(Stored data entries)
● ● ● ● ●

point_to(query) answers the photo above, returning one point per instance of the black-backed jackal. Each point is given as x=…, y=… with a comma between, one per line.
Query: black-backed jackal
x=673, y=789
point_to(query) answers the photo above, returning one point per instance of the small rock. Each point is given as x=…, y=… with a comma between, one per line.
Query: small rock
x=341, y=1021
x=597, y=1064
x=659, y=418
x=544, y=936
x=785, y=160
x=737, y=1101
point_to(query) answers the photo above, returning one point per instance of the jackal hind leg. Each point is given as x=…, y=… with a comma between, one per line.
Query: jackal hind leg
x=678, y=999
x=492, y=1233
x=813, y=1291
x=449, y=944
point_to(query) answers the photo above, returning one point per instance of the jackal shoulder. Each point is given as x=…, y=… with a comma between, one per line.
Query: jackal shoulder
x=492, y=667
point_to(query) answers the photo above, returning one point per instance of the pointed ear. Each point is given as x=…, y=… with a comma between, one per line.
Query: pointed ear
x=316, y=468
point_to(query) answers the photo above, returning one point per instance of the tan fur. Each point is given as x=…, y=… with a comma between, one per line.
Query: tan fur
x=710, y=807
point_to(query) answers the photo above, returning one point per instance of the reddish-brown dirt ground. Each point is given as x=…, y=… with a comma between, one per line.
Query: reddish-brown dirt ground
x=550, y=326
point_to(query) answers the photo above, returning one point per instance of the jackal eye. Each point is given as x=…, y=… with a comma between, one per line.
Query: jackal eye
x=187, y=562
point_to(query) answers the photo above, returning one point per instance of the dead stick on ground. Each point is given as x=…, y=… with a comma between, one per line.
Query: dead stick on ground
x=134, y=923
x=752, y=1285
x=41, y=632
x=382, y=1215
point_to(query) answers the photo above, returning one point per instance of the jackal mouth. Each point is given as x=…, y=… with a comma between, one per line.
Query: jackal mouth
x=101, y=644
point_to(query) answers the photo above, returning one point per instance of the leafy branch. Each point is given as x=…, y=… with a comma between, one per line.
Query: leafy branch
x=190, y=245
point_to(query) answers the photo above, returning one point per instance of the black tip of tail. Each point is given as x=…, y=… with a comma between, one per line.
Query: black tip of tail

● ● ● ● ●

▶ _Aim of the exercise_
Output all of the entries, exactly as they are written.

▶ _Output for this task_
point_to(query) answers the photo above, returning one point per instance of the black-backed jackal. Each point is given as x=…, y=… with a comma between, one per line.
Query: black-backed jackal
x=673, y=789
point_to(query) answers the photo above, returning one point per instance of the small rock. Each point is given as x=…, y=… with a comma between, one per line.
Query: small rock
x=341, y=1021
x=597, y=1064
x=659, y=418
x=544, y=936
x=785, y=160
x=737, y=1101
point_to(query) answers the photo above, returning one point per instance of the jackal hind leg. Each point is given as x=…, y=… with a comma between, one per line.
Query: jackal hind leg
x=678, y=999
x=492, y=1233
x=813, y=1291
x=449, y=944
point_to(query) answers the photo above, returning one point per instance of the jackal shoulder. Each point is given as x=…, y=… with a comma between, one per line.
Query: jackal shoulder
x=492, y=667
point_to(query) answers the photo above, returning one point per instance of the pointed ear. Each point is given as x=…, y=… with a comma between, one per line.
Query: pointed ear
x=316, y=468
point_to(query) answers the photo above, returning one point per instance of the tan fur. Each point is given as x=…, y=… with a comma between, one per line.
Query: tan fur
x=710, y=807
point_to(query) answers the photo above, returning one point per instance of the reddish-brown dirt ground. Each point is given as x=…, y=… with a comma between, one per line.
Query: reddish-brown dirt ground
x=550, y=326
point_to(query) answers the photo above, returning one point per instance of the jackal eye. Each point is given as x=…, y=… with a comma between, one per line.
Query: jackal eye
x=187, y=562
point_to(query) answers the photo above, returning one point per instance of the dead stick on ground. Each point is given as x=…, y=… with a comma between, one per line.
Query: dead stick on ground
x=134, y=923
x=752, y=1285
x=41, y=632
x=382, y=1215
point_to(query) answers the photo above, returning one point per instance of the jackal mouth. Each point is given as x=…, y=… with a comma between, one per line.
Query: jackal mouth
x=101, y=644
point_to(query) answers the photo above, returning one point per instance of the leafy branch. Each point is given as x=…, y=… with a comma between, one per line.
Query: leafy branch
x=190, y=245
point_to(query) answers the photo above, returning one point per instance of the black tip of tail. Each point is given as x=…, y=… with a comma between, one per line.
Query: black tip of tail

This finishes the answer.